O que produzir: Segundo o trecho do texto sobre o Conselho, em que ano ele passou a promover debates públicos e privados?

Trecho do texto:
════════════════════

O veículo recebe uma
recomendação especial para
divulgar a decisão. Os
jornalistas integrantes do
Conselho não representam seus
respectivos veículos,
participando como profissionais
independentes. Quando o veículo
onde trabalham é objeto de uma
queixa, eximem-se de participar
do caso.
Não há qualquer acordo
escrito entre o Conselho e os
veículos se comprometendo a
respeitar suas determinações.
Então, como o MNC consegue que
seu trabalho tenha resultado?
Segundo MacKenzie (1996), o
Conselho pede ao veículo, objeto
de uma queixa, que publique ou
transmita o press release ou
faça sua própria reportagem
sobre a audiência pública – no
que quase sempre são atendidos,
afirma ela. "Nem todos os
veículos participam do nosso
processo, mas nós promovemos a
audiência quer o veiculo
participe ou não, sempre que o
queixoso deseja ser ouvido",
ressalta MacKenzie.
Shaw argumenta que mesmo com
resultados de até 50% das
queixas examinadas terem dado
razão aos meios de comunicação,
o Conselho enfrentava grande
dificuldade em demonstrar aos
editores que uma audiência não é
necessariamente a ante-sala de
uma repreensão. Por isso, em
1992, passou a prestar um novo
serviço, promovendo debates
públicos e privados, com o
objetivo de ajudar a mídia, o
público e as fontes a se
entenderem. Uma das publicações
é ou Newsworthy, boletim
publicado pelo MNC com uma
tiragem de 3 mil exemplares
sobre ética na mídia.
No mesmo ano da criação do
boletim Newsworth, o
Conselho realizou um Fórum
Privado envolvendo a polícia de
Minneapolis e o gerente de
notícias. Por meses, os
envolvidos chegaram a alguns
consensos quanto a questões como
acesso às informações, buscando
analisar as responsabilidades
das reportagens.

════════════════════

Dados extraídos:
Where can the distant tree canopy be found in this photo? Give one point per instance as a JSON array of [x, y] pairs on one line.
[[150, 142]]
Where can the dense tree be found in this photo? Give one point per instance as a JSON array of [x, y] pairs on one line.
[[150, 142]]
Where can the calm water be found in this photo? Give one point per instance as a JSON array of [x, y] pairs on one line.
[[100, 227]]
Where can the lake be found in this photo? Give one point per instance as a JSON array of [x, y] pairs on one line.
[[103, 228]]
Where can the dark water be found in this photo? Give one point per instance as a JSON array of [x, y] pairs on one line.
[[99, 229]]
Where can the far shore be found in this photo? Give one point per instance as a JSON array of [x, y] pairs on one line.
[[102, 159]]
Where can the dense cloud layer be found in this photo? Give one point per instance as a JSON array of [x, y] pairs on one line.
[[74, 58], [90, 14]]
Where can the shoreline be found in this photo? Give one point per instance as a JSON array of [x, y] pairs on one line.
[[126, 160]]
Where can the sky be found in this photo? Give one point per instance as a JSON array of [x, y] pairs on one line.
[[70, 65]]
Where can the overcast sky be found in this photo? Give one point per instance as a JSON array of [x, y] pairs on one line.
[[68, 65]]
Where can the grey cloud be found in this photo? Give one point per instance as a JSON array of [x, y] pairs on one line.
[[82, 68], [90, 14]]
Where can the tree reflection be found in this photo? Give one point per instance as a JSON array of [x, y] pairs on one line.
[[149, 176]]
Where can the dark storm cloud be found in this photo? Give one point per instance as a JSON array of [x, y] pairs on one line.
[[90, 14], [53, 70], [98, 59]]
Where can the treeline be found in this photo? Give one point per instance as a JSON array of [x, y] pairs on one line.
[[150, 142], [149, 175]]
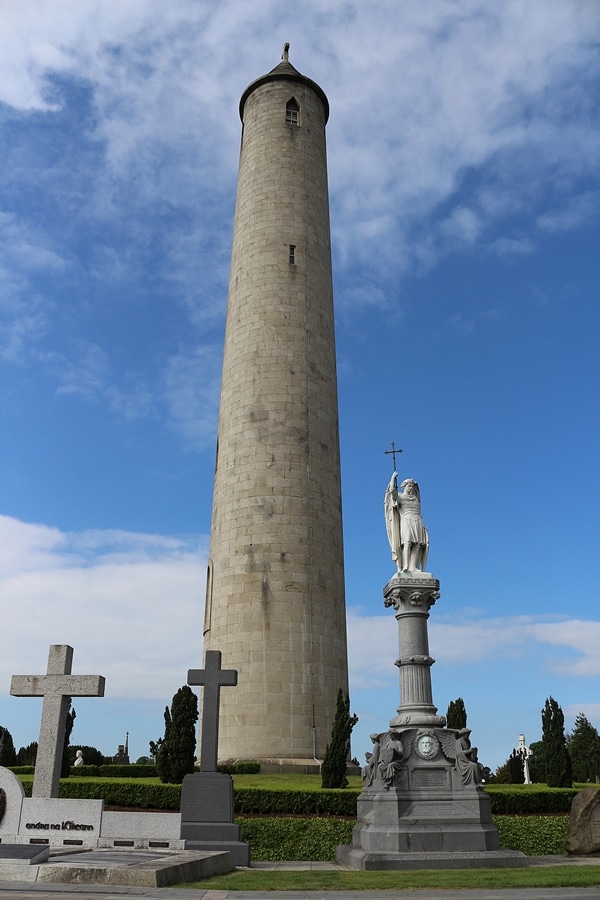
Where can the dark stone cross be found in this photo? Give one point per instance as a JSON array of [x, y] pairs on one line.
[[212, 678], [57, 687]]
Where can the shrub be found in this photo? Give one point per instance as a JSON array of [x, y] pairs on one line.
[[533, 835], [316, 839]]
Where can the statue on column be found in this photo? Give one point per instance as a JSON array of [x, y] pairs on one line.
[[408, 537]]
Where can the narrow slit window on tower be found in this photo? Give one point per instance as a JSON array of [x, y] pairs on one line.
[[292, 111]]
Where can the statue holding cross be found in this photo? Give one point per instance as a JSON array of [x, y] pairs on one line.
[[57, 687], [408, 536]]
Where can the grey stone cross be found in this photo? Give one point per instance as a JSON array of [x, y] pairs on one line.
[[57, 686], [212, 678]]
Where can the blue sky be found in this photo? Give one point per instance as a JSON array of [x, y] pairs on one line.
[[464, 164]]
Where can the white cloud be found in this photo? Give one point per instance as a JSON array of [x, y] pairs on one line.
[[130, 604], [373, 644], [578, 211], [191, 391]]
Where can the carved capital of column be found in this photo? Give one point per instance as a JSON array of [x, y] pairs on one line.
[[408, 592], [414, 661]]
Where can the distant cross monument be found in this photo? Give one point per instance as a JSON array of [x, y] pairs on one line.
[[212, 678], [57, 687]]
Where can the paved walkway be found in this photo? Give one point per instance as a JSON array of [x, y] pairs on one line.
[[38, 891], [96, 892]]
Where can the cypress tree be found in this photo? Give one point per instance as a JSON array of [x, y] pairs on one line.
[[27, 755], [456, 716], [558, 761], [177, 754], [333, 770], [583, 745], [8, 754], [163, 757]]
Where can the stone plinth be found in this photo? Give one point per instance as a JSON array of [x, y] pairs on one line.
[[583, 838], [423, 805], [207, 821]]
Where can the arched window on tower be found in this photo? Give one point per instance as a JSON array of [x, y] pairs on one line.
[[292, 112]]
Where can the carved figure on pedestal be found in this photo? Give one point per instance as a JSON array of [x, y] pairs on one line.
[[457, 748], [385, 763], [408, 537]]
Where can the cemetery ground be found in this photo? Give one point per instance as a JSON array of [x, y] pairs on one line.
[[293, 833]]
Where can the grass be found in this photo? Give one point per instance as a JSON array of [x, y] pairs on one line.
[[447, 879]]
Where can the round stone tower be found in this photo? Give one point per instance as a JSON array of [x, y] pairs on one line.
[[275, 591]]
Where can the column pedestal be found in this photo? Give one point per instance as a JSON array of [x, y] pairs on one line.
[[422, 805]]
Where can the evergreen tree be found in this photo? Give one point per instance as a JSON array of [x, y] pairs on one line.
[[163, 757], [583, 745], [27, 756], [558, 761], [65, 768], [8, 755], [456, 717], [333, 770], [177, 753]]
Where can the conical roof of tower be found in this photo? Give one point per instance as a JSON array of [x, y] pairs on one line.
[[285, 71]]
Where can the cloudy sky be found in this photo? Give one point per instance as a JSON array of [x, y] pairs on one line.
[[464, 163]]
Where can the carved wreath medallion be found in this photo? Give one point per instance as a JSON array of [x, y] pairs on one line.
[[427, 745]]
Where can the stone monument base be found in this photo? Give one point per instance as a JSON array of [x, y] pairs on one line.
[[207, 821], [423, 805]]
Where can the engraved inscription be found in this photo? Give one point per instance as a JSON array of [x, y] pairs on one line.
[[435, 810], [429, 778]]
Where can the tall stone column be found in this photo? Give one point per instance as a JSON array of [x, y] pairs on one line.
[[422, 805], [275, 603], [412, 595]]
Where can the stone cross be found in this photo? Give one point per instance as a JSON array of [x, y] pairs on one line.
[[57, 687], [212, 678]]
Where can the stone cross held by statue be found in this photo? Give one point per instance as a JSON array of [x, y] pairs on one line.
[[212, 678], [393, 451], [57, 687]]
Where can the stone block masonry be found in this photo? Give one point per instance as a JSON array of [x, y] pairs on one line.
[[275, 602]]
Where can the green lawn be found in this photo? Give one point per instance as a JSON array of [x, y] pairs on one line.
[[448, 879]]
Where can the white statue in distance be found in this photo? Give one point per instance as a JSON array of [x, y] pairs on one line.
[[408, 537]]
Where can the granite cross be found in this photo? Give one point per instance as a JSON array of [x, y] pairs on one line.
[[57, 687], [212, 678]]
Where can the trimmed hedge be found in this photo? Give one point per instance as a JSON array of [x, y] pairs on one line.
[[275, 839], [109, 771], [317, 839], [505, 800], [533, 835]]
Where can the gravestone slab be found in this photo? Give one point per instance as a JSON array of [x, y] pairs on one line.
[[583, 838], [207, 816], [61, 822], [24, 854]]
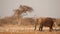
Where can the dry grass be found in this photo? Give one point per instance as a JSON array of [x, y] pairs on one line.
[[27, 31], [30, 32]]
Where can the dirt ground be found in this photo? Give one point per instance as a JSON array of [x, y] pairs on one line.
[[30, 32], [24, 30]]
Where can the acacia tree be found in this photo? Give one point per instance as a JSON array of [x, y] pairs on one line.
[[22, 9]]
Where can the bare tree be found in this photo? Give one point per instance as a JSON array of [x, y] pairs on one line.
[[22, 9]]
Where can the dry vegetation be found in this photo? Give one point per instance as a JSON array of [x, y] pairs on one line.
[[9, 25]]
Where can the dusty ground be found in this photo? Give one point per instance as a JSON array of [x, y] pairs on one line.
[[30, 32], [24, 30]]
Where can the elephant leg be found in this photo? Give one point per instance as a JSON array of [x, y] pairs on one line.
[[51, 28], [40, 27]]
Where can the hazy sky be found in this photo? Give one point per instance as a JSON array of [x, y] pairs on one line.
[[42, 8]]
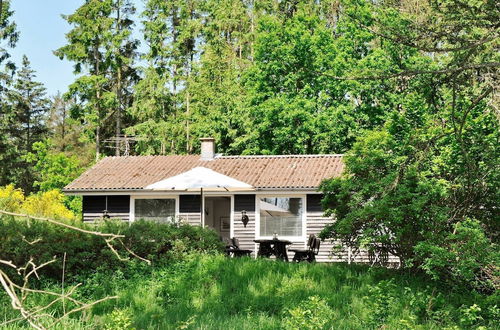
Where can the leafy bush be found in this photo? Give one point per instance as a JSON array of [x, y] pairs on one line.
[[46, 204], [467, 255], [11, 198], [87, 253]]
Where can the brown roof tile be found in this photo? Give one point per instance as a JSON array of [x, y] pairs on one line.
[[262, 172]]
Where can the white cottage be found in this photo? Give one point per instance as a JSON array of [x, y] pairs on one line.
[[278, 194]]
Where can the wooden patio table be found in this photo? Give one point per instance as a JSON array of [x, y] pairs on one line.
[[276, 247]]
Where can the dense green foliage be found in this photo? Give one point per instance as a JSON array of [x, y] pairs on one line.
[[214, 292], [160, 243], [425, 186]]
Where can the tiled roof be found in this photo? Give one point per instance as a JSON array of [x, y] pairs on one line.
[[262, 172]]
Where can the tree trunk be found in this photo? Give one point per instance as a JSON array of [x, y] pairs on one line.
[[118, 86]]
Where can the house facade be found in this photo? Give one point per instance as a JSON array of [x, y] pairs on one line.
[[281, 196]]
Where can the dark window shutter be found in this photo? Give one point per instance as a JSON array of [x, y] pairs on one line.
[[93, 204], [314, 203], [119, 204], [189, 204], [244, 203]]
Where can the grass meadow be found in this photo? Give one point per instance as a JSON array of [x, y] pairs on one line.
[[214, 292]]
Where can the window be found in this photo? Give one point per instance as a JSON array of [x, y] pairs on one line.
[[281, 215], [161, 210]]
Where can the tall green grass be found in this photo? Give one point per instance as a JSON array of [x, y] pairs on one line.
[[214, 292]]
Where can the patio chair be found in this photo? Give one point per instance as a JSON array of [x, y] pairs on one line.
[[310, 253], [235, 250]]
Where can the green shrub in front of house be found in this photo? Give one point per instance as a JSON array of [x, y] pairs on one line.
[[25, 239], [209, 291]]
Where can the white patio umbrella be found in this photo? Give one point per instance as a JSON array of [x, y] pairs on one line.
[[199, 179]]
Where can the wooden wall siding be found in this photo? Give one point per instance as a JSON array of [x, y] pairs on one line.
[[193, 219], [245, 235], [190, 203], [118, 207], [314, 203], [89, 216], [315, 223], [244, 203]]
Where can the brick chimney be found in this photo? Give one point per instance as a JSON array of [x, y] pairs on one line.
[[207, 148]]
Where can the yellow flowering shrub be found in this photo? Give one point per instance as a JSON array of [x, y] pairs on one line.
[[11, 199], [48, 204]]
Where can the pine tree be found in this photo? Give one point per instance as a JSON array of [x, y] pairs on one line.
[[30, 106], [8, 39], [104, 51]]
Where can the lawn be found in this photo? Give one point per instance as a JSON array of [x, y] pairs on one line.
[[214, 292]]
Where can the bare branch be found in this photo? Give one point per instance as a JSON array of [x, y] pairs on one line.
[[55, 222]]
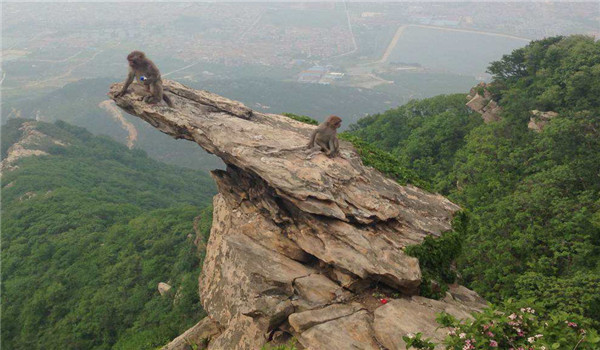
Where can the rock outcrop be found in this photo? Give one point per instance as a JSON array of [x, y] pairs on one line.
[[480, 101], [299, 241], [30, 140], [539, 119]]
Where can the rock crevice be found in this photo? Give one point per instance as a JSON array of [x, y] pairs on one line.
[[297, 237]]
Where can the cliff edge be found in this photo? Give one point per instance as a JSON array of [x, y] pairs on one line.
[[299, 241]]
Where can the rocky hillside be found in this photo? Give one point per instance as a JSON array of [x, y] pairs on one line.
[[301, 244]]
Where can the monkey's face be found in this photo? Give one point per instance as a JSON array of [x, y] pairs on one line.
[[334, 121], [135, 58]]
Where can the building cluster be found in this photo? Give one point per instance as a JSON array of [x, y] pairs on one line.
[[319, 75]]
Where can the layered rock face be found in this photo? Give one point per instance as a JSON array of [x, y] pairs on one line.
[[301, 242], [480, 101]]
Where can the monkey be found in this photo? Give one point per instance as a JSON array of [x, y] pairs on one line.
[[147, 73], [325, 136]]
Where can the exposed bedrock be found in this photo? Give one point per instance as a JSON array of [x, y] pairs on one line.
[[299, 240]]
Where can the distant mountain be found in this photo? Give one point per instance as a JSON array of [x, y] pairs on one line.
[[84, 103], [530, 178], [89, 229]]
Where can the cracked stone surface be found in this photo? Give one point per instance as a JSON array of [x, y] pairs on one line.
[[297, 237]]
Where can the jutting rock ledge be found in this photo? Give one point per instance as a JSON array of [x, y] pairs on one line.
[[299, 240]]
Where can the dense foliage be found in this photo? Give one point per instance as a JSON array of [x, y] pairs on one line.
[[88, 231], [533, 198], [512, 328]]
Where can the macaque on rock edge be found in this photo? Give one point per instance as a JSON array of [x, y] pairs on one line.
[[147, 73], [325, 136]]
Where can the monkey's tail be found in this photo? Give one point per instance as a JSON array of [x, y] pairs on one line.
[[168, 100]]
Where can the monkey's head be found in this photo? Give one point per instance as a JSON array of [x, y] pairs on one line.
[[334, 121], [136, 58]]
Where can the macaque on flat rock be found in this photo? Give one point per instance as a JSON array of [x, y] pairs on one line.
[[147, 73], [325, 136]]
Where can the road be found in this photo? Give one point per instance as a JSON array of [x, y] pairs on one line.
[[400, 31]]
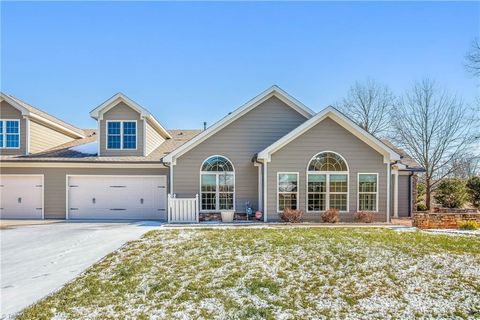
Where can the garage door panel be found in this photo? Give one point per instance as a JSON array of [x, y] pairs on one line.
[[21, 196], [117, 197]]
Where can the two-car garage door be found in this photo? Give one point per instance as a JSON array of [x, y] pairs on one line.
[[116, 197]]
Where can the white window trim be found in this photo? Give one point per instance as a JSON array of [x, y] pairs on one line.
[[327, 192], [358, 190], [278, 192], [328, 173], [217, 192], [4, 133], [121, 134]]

════════════════════

Saída: Em 1992.